### TEXT SHOWN
But why is a sphere's surface area four times its shadow?

Some of you may have seen in school that the surface area of a sphere is 4 pi R squared, a suspiciously suggestive formula given that it's a clean multiple of the more popular pi R squared, the area of a circle with the same radius.

But have you ever wondered why this is true?

And I don't just mean proving the 4 pi R squared formula, I mean viscerally feeling to your bones a connection between this surface area and these four circles.

How lovely would it be if there were some subtle shift in perspective that shows how you could nicely and perfectly fit these four circles onto the sphere's surface?

Nothing can be quite that simple since the curvature of a sphere's surface is different from the curvature of a flat plane, which is why trying to fit, say, a piece of paper around the sphere just doesn't work.

Nevertheless, I would like to show you two separate ways of thinking about the surface area that connect it in a satisfying way to these circles.

The first comes from a classic, one of the true gems of geometry that I think all math students should experience the same way all English students should read at least some Shakespeare.

The second line of reasoning is something of my own, which draws a more direct line between the sphere and its shadow.

And lastly, I'll share why this fourfold relation is not unique to spheres, but is instead one specific instance of a much more general fact for all convex shapes in three dimensions.

### INFORMATION PROVIDED
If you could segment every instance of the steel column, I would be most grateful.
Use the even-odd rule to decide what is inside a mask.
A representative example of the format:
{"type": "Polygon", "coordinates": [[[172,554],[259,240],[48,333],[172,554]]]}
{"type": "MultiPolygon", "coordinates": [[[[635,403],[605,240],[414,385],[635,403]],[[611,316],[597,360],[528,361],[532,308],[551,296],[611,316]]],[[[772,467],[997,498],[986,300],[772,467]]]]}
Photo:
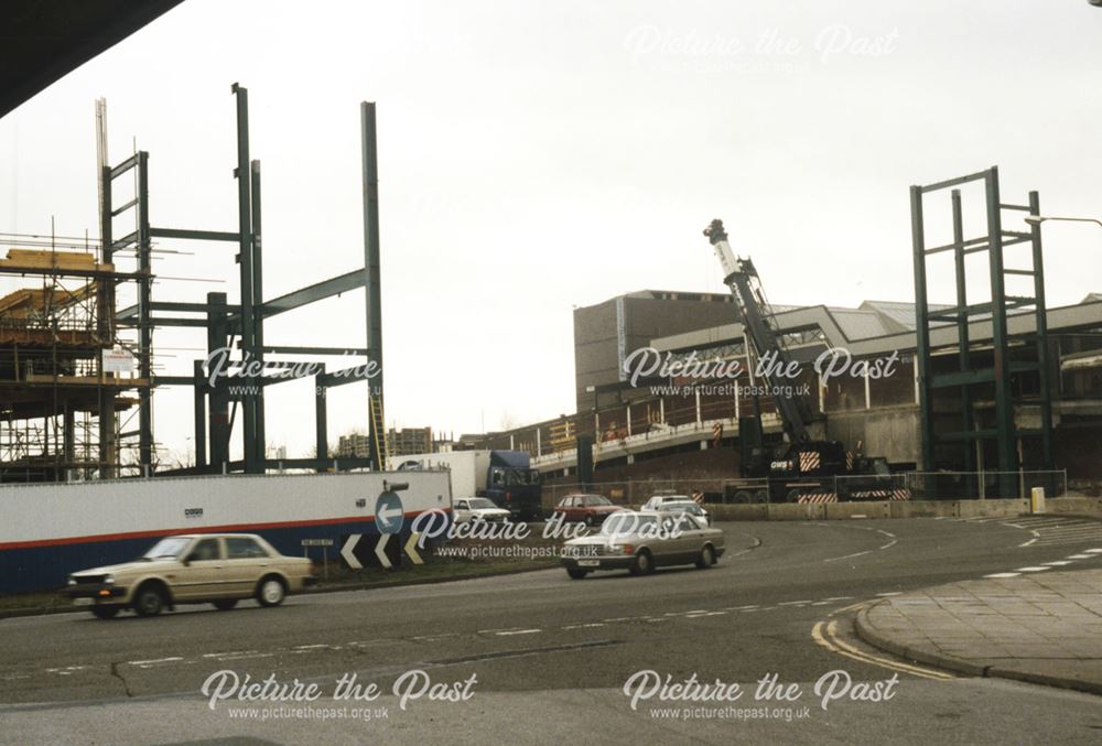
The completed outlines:
{"type": "MultiPolygon", "coordinates": [[[[1011,400],[1009,344],[1006,329],[1006,286],[1003,275],[1003,220],[998,194],[998,167],[992,166],[985,179],[987,197],[987,258],[991,268],[991,328],[992,355],[995,368],[995,429],[998,431],[998,471],[1017,469],[1014,406],[1011,400]]],[[[1011,497],[1015,490],[1013,476],[1000,480],[1001,497],[1011,497]]]]}
{"type": "Polygon", "coordinates": [[[915,336],[918,370],[918,408],[921,415],[921,471],[933,471],[933,402],[930,399],[930,318],[926,288],[926,230],[922,224],[922,187],[910,187],[910,231],[915,250],[915,336]]]}
{"type": "MultiPolygon", "coordinates": [[[[251,165],[249,162],[249,91],[236,83],[231,88],[237,104],[237,208],[239,252],[237,259],[241,266],[241,357],[248,363],[253,355],[252,325],[252,190],[250,185],[251,165]]],[[[255,385],[251,376],[242,375],[241,383],[245,393],[241,397],[241,423],[245,439],[245,472],[255,474],[261,471],[257,453],[256,430],[256,397],[251,390],[255,385]]]]}
{"type": "MultiPolygon", "coordinates": [[[[367,272],[367,359],[374,363],[375,378],[368,381],[368,419],[375,428],[376,418],[370,408],[370,397],[379,402],[379,421],[385,422],[382,408],[382,302],[380,298],[381,280],[379,272],[379,164],[376,140],[375,104],[364,101],[360,105],[360,126],[363,136],[364,160],[364,256],[367,272]]],[[[379,443],[385,443],[386,433],[371,433],[379,443]]],[[[376,458],[376,454],[372,454],[376,458]]],[[[377,460],[375,469],[385,467],[386,457],[377,460]]]]}
{"type": "MultiPolygon", "coordinates": [[[[152,244],[149,235],[149,153],[138,152],[138,377],[152,380],[153,324],[150,320],[152,290],[152,244]]],[[[153,472],[153,390],[138,390],[138,461],[142,474],[153,472]]]]}
{"type": "MultiPolygon", "coordinates": [[[[263,260],[260,245],[260,161],[252,161],[252,355],[263,369],[264,361],[264,317],[261,313],[263,304],[263,260]]],[[[260,381],[258,381],[260,383],[260,381]]],[[[256,408],[256,441],[257,457],[263,461],[268,456],[268,440],[264,434],[264,387],[257,388],[256,408]]],[[[260,466],[261,472],[264,471],[260,466]]]]}
{"type": "MultiPolygon", "coordinates": [[[[961,191],[953,190],[951,193],[953,210],[953,261],[957,268],[957,307],[968,307],[968,283],[964,271],[964,218],[961,210],[961,191]]],[[[971,355],[969,353],[968,315],[957,316],[957,345],[959,347],[958,360],[961,372],[969,372],[971,369],[971,355]]],[[[961,387],[961,432],[972,432],[972,392],[968,386],[961,387]]],[[[975,451],[964,448],[964,471],[975,471],[975,451]]]]}
{"type": "Polygon", "coordinates": [[[206,380],[203,376],[203,360],[194,361],[195,389],[195,466],[206,466],[206,380]]]}
{"type": "MultiPolygon", "coordinates": [[[[1040,197],[1036,192],[1029,193],[1029,214],[1040,215],[1040,197]]],[[[1040,385],[1040,444],[1044,462],[1041,468],[1052,471],[1056,468],[1056,457],[1052,453],[1052,389],[1048,367],[1048,303],[1045,300],[1045,253],[1041,248],[1040,224],[1033,224],[1031,233],[1034,296],[1037,301],[1037,376],[1040,385]]],[[[1051,494],[1051,490],[1049,491],[1051,494]]]]}
{"type": "MultiPolygon", "coordinates": [[[[326,411],[327,389],[325,388],[325,366],[314,376],[314,455],[324,460],[329,455],[328,413],[326,411]]],[[[318,468],[324,472],[324,468],[318,468]]]]}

### STATED EXERCISE A
List every sentence in the text on a sphere's surface area, including its heading, that ends with a question mark.
### STATED EXERCISE B
Reproduce the part of the text on a sphere's surface area that opens with the words containing "But have you" and closes with "just doesn't work.".

### WORKED SOLUTION A
- But why is a sphere's surface area four times its shadow?
- But have you ever wondered why this is true?
- How lovely would it be if there were some subtle shift in perspective that shows how you could nicely and perfectly fit these four circles onto the sphere's surface?

### WORKED SOLUTION B
But have you ever wondered why this is true?

And I don't just mean proving the 4 pi R squared formula, I mean viscerally feeling to your bones a connection between this surface area and these four circles.

How lovely would it be if there were some subtle shift in perspective that shows how you could nicely and perfectly fit these four circles onto the sphere's surface?

Nothing can be quite that simple since the curvature of a sphere's surface is different from the curvature of a flat plane, which is why trying to fit, say, a piece of paper around the sphere just doesn't work.